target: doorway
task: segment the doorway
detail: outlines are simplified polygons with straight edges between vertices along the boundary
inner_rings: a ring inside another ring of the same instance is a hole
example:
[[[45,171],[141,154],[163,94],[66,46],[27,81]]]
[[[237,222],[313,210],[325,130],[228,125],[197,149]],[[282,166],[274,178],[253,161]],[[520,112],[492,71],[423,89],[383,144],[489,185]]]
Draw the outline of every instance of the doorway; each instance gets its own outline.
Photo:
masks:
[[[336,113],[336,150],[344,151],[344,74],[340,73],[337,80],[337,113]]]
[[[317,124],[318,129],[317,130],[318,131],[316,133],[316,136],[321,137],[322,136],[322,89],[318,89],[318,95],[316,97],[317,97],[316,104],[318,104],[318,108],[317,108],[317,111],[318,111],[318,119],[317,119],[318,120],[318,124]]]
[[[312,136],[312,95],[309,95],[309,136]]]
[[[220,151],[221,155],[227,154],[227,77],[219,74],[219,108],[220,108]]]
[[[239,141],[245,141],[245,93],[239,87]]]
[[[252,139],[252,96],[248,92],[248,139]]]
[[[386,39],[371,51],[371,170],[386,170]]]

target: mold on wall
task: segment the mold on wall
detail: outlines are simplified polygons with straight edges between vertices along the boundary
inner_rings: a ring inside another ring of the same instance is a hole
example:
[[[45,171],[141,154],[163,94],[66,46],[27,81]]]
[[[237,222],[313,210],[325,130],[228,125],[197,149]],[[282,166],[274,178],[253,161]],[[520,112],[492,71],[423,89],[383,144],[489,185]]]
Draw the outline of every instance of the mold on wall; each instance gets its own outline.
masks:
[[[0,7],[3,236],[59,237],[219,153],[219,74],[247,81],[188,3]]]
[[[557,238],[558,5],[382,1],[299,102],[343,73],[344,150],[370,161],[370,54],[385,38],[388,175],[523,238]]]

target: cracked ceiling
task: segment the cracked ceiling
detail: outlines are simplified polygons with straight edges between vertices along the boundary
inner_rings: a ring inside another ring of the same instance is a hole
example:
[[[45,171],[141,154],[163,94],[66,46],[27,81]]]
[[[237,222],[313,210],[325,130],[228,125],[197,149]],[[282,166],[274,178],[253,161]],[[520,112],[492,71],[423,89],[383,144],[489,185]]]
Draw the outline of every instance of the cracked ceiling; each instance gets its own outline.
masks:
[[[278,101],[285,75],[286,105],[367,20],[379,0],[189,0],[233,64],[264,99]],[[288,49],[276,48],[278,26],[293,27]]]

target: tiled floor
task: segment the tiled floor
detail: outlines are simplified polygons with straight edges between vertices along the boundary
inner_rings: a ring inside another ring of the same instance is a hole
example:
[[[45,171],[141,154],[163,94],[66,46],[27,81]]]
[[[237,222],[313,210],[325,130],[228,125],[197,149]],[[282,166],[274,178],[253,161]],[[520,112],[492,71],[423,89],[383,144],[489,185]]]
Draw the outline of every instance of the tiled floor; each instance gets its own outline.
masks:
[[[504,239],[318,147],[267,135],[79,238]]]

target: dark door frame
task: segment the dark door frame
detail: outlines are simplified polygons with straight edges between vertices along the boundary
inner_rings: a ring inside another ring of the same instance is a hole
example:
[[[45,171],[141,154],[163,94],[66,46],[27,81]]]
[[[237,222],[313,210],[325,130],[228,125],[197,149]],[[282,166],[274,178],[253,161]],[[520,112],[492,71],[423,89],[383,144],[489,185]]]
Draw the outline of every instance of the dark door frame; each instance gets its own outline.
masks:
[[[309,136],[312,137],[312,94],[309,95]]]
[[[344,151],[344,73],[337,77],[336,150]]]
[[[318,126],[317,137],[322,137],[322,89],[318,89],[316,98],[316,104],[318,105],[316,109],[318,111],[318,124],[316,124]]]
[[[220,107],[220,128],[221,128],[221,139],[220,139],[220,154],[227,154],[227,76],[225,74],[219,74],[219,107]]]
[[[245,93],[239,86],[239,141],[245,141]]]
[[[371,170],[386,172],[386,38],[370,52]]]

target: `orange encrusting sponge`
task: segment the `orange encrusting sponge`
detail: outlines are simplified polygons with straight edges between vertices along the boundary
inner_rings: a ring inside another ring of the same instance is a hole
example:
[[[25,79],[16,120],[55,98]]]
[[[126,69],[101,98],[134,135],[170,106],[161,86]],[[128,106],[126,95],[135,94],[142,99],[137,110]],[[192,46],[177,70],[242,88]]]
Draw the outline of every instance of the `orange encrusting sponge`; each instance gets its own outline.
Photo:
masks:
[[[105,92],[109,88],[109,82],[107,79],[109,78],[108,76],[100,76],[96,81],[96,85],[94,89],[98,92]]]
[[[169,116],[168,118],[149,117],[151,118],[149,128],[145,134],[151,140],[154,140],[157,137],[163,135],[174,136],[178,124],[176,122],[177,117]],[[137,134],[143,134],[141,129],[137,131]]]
^^^^^^^^^^^^^^^^
THE REQUEST: Return all of the entries word for word.

TASK OUTPUT:
target: doorway
task: segment the doorway
detail: outlines are simplified polygons with straight edges between vertices along the boundary
inner_rings: a ring inside another ring of the same instance is a hole
example:
[[[45,171],[141,154],[163,94],[66,46],[27,81]]]
[[[237,222],[313,210],[325,130],[228,125],[197,149]],[[282,166],[274,178],[253,161]],[[520,112],[492,71],[423,89],[383,144],[489,185]]]
Draw the outline of every instance of the doorway; each instance gets its own outline.
Photo:
masks:
[[[336,113],[336,150],[344,151],[344,74],[340,73],[337,80],[337,113]]]
[[[317,124],[318,129],[317,130],[318,131],[316,133],[316,136],[321,137],[322,136],[322,89],[318,89],[318,95],[316,97],[317,97],[316,104],[318,104],[318,108],[317,108],[317,111],[318,111],[318,119],[317,119],[318,120],[318,124]]]
[[[312,136],[312,95],[309,95],[309,136]]]
[[[220,151],[221,155],[227,154],[227,77],[219,74],[219,108],[220,108]]]
[[[239,141],[245,141],[245,93],[239,87]]]
[[[252,139],[252,96],[248,92],[248,139]]]
[[[386,39],[371,51],[371,170],[386,170]]]

target: mold on wall
task: segment the mold on wall
detail: outlines are simplified polygons with straight edges between vertices along the boundary
inner_rings: a ring inside another ring of the same instance is a hole
example:
[[[45,171],[141,154],[163,94],[66,46],[27,81]]]
[[[237,222],[313,210],[325,130],[228,125],[197,149]],[[282,166],[274,178],[253,161]],[[520,112],[492,71],[423,89],[383,144],[489,185]]]
Draw the outline of every instance of the mold on wall; each instance gets its own outline.
masks:
[[[0,7],[3,236],[59,237],[219,153],[219,74],[247,81],[188,3]]]
[[[557,238],[558,5],[382,1],[299,102],[343,73],[344,150],[370,161],[370,54],[385,38],[388,175],[523,238]]]

target: cracked ceiling
task: segment the cracked ceiling
detail: outlines are simplified polygons with straight edges between vertices along the boundary
inner_rings: a ring inside another ring of the same instance is a hole
example:
[[[45,171],[141,154],[163,94],[66,46],[27,81]]]
[[[237,222],[313,210],[325,130],[228,125],[197,149]],[[282,166],[274,178],[253,161]],[[520,112],[492,71],[423,89],[383,144],[489,185]]]
Draw the outline of every instance of the cracked ceiling; each instance gets its own outline.
masks:
[[[278,101],[285,75],[286,105],[367,20],[379,0],[189,0],[233,64],[264,99]],[[288,49],[276,48],[278,26],[293,27]]]

target: tiled floor
task: segment the tiled floor
detail: outlines are simplified polygons with straight edges between vertices along the boundary
inner_rings: a ring inside another ring of the same instance is a hole
example:
[[[45,171],[141,154],[163,94],[66,46],[27,81]]]
[[[237,222],[313,210],[325,130],[228,125],[197,149]],[[282,166],[274,178],[253,161]],[[520,112],[492,71],[423,89],[383,144],[489,185]]]
Draw the outline of every instance of the tiled floor; each instance gets its own outline.
masks:
[[[504,239],[318,147],[267,135],[79,238]]]

target: dark door frame
task: segment the dark door frame
detail: outlines are simplified polygons with straight edges between vertices along the boundary
inner_rings: a ring inside another ring of the same instance is a hole
example:
[[[45,171],[141,154],[163,94],[66,46],[27,81]]]
[[[237,222],[313,210],[325,130],[228,125],[197,149]],[[282,166],[274,178],[253,161]],[[520,112],[492,71],[423,89],[383,144],[489,185]]]
Draw the outline of every instance of the dark door frame; each instance gets its own outline.
masks:
[[[309,136],[312,137],[312,94],[309,95]]]
[[[344,151],[344,73],[337,77],[336,150]]]
[[[318,126],[317,137],[322,137],[322,89],[318,89],[316,98],[316,104],[318,105],[316,109],[318,111],[318,124],[316,124]]]
[[[220,107],[220,128],[221,128],[221,139],[220,139],[220,154],[227,154],[227,76],[225,74],[219,74],[219,107]]]
[[[245,93],[239,86],[239,141],[245,141]]]
[[[371,170],[386,172],[386,38],[370,52]]]

target: `orange encrusting sponge`
task: segment the `orange encrusting sponge`
detail: outlines are simplified polygons with straight edges between vertices along the boundary
inner_rings: a ring inside another ring of the same instance is a hole
example:
[[[25,79],[16,120],[55,98]]]
[[[126,69],[101,98],[134,135],[170,106],[161,86]],[[128,106],[126,95],[135,94],[142,99],[137,110]],[[192,46],[177,70],[242,88]]]
Draw the outline of every instance of the `orange encrusting sponge`; each instance gets its own outline.
Photo:
masks:
[[[105,92],[109,88],[109,82],[107,79],[109,78],[108,76],[100,76],[96,81],[96,85],[94,89],[98,92]]]
[[[169,116],[168,118],[149,117],[151,118],[149,128],[145,134],[151,140],[154,140],[157,137],[163,135],[174,136],[178,124],[176,122],[177,117]],[[137,134],[143,134],[141,129],[137,131]]]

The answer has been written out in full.